WHAT IS BEING ASKED: Write out the full set of records below exactly.

Start of EXCERPTED DATA

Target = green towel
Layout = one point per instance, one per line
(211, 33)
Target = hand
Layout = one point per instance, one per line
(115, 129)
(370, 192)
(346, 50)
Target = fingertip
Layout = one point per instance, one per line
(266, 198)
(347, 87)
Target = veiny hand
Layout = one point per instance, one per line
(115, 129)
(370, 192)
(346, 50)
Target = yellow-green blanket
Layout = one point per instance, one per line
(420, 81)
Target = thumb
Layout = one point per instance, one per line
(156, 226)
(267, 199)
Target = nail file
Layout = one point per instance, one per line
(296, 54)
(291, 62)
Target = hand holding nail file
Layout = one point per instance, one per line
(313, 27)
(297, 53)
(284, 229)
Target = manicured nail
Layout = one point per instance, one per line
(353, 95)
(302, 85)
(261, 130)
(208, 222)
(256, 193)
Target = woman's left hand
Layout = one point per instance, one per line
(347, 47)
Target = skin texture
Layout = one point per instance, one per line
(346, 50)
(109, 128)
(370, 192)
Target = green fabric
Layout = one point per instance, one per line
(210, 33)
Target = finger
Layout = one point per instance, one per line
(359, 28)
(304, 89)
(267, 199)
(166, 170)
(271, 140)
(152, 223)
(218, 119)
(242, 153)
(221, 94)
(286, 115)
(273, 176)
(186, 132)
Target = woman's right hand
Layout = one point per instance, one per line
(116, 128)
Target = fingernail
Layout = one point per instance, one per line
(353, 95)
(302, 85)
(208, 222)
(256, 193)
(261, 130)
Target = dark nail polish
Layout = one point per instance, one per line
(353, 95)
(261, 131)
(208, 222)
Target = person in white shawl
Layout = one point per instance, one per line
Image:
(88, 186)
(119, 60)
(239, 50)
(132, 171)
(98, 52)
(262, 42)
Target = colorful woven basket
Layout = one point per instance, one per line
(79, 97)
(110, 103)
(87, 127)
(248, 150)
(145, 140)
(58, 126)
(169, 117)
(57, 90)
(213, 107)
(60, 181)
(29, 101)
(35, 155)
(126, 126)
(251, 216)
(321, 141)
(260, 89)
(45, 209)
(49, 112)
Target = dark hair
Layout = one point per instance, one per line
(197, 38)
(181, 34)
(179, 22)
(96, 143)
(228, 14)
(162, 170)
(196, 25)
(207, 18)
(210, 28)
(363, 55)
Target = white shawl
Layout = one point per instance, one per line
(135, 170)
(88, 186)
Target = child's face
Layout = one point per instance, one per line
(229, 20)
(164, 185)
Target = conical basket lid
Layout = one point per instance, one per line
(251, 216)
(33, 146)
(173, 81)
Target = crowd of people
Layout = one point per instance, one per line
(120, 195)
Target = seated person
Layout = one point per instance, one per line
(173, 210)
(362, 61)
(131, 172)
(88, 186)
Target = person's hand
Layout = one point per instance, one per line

End of EXCERPTED DATA

RESULT OF THE EXERCISE:
Target = green towel
Layout = one point per instance, one per line
(211, 33)
Target = hand
Layout = one point per instance, one per line
(115, 129)
(370, 192)
(346, 50)
Target = fingertip
Layout = one point per instance, one per line
(266, 198)
(347, 87)
Target = veiny hand
Layout = one point per instance, one per line
(115, 129)
(370, 192)
(346, 50)
Target = yellow-green blanket
Layout = one point per instance, one per line
(420, 81)
Target = thumb
Layout = one point per instance, one per line
(156, 226)
(267, 199)
Target = nail file
Layout = one point per instance, one per line
(296, 54)
(291, 62)
Target = hand holding nail file
Layout = one point per instance, one per line
(313, 27)
(297, 53)
(284, 229)
Target = manicured nail
Layout = one point per instance, one per line
(353, 95)
(302, 85)
(261, 130)
(208, 222)
(256, 193)
Target = woman's left hand
Layout = one point per instance, one per line
(347, 47)
Target = skin texture
Layout = one point per instance, one per line
(346, 50)
(109, 128)
(370, 192)
Target = green fabric
Layout = one point per instance, one per line
(210, 33)
Target = finger
Layout = one point per instance, one per line
(359, 28)
(304, 89)
(267, 199)
(166, 170)
(271, 140)
(152, 223)
(218, 119)
(242, 153)
(221, 94)
(286, 115)
(273, 176)
(186, 132)
Target = woman's right hand
Layout = one point per instance, one per line
(116, 128)
Target = fingernail
Layout = one point per instance, one per line
(353, 95)
(302, 85)
(208, 222)
(256, 193)
(261, 130)
Target = dark nail polish
Layout = one point per instance, one per line
(353, 95)
(261, 131)
(208, 222)
Target = person in white shawl
Layout = one point per instance, one per line
Image:
(88, 186)
(119, 60)
(239, 50)
(132, 171)
(98, 52)
(262, 42)
Target = colorful woven basket
Layout = one point per instance, one per line
(79, 97)
(110, 103)
(87, 127)
(248, 150)
(145, 140)
(58, 126)
(169, 117)
(57, 90)
(213, 107)
(60, 181)
(29, 101)
(35, 155)
(126, 126)
(251, 216)
(321, 141)
(260, 89)
(45, 209)
(49, 112)
Target = dark hair
Layout = one point per instance, one per line
(197, 38)
(181, 34)
(179, 22)
(96, 143)
(228, 14)
(162, 170)
(196, 25)
(207, 18)
(210, 28)
(363, 55)
Target = white shawl
Layout = one point per instance, one per line
(135, 170)
(88, 186)
Target = child's face
Layout = one point per instance, one per line
(229, 20)
(164, 185)
Target = conical basket lid
Layout = one point per instance, one per line
(251, 216)
(33, 146)
(173, 81)
Target = crowd of people
Layout = one point per instance, one per line
(120, 195)
Target = seated person
Layout = one point per instance, one per line
(173, 210)
(362, 61)
(131, 172)
(88, 186)
Target = person's hand
Layout = one point per instance, one per line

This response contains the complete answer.